* [DATASET RECORDS]:
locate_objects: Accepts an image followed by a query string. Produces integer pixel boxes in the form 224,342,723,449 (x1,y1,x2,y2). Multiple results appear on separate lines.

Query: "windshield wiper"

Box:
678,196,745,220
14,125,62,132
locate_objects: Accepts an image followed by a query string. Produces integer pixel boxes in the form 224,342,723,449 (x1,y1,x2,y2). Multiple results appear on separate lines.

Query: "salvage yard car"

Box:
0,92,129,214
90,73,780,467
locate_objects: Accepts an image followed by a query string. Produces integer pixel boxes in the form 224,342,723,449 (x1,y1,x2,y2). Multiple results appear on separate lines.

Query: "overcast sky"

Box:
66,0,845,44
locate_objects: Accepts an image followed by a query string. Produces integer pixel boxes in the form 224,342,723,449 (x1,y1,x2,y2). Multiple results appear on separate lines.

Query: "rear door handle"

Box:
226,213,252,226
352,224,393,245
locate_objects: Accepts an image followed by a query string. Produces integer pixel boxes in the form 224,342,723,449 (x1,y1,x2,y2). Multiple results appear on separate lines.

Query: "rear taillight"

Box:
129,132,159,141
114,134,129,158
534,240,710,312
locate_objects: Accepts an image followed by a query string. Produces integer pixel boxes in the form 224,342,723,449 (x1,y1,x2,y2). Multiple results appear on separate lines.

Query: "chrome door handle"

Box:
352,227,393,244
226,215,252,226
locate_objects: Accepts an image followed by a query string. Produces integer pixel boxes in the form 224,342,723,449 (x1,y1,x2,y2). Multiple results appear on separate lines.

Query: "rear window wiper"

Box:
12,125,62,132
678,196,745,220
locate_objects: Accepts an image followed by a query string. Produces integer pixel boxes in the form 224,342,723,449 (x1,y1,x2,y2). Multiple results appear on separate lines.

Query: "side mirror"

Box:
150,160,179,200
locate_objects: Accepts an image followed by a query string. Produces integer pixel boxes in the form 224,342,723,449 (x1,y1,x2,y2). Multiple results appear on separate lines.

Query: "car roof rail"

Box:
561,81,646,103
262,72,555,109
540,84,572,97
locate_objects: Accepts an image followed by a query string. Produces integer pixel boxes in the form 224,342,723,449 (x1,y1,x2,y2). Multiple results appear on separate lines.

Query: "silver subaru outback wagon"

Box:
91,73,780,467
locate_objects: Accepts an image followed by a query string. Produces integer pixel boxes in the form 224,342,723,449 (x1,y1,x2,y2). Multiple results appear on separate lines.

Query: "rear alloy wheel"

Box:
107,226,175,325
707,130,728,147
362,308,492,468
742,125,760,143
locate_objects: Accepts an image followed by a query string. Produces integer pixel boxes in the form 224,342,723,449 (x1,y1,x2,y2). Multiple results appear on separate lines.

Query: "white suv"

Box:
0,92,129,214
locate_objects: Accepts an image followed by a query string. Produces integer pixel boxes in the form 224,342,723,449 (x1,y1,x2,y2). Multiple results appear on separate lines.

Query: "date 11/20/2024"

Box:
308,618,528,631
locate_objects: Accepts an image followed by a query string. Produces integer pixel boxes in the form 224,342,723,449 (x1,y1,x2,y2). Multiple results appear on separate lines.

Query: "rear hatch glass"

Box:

* [OBJECTIVE]: Reproduce all of the entries above word for word, without changing or omitting anything.

* [REPLY]:
locate_objects: Accepts an image followed by a query string. Produces integer pixel boxes in the form 224,342,723,449 (x1,y1,x2,y2). Multiple results appear on separate lines.

Query: "windshield wiper"

Box:
678,196,745,220
14,125,62,132
locate_objects: Accepts an image followed by a query string. Produces integer pixel boxes in the form 224,342,723,449 (x1,y1,x2,y2). Multiple results appear on separate lines.

Query: "salvage yard car"

Box:
0,92,129,214
90,73,780,467
locate_objects: Accepts an image followed by a query string. Produces integer pixel boxes in the form 224,342,723,449 (x1,y1,x2,y2). Multiple results appear on separate lines.

Query: "overcast sky"

Box:
66,0,845,44
locate_objects: Accepts an image followed by a query string. Produces integer pixel boxes in the form 224,342,723,449 (x1,y1,x2,y2). Multiple results appear on separate lines.

Query: "rear door handle"

Box:
226,213,252,226
352,224,393,245
locate_objects: Accepts an image followed by a query string. Produces integer pixel boxes in the form 224,342,723,449 (x1,y1,x2,y2). Multiple results appear on separate lines.

Query: "rear taillight"

Box:
129,132,159,141
114,134,129,158
534,240,710,312
locate_objects: Accepts an image followed by a query string. Produces integer pixel boxes in the form 224,342,723,449 (x1,y1,x2,y2). Multiple results appear on separate lines.

Query: "chrome door handle"

Box:
352,227,393,244
226,215,252,226
locate_objects: Accepts an image followed by a query string. Produces integer pixel boxes in the form 224,342,723,449 (x1,y1,x2,y2). Multiple results appear on separate lines.

Query: "rear window wiper"

Box:
12,125,62,132
678,196,745,220
locate_objects: Accepts an image followed by a query string. Produces integer pixel boxes in the form 224,342,723,449 (x1,y1,x2,y2). Multiple results appear on separate lines.

Query: "side mirror"

Box:
150,160,179,200
locate_objects: Accepts an image followed by a query string. Produces integer pixel boxes in the form 224,342,723,449 (x1,y1,x2,y2). Multiple results appear on separate lines.

Query: "car roof rail"

Box:
561,81,646,103
262,72,555,109
540,84,572,97
locate_objects: Accepts an image followed by a query string. Produces integer pixel boxes in the form 224,342,723,449 (x1,y1,x2,y2). Multiple results appear on separate lines.

Query: "silver subaru outback wagon"

Box:
91,73,780,467
locate_objects: Accepts an image followed by a query string. Produces integer pixel boxes in the form 224,342,723,449 (x1,y1,x2,y2). Multiple results appear on separate lines.

Query: "rear alloy wheel"

Box:
107,226,175,325
707,130,728,147
362,308,492,468
742,125,760,143
locate_objects: Accepts an image followed by a query string. Produces integer pixel boxes in the form 224,342,723,449 (x1,y1,x2,y2). Multiple results appear on separate lines.

Query: "white suv"

Box:
0,92,129,214
locate_objects: Accepts an image followed by a query string. Produces integer pixel boxes in the form 224,342,723,449 (x1,y1,x2,y2). Multiple results appear on separate lines.

Query: "date 11/20/2024"

Box:
308,618,528,631
locate_objects: Accepts an image followed by a query string. Produces integer pixel boxes in the form 224,342,723,449 (x1,y1,x2,y2). Multiple results appear on separate lines.

Query: "rear hatch glass"

Box:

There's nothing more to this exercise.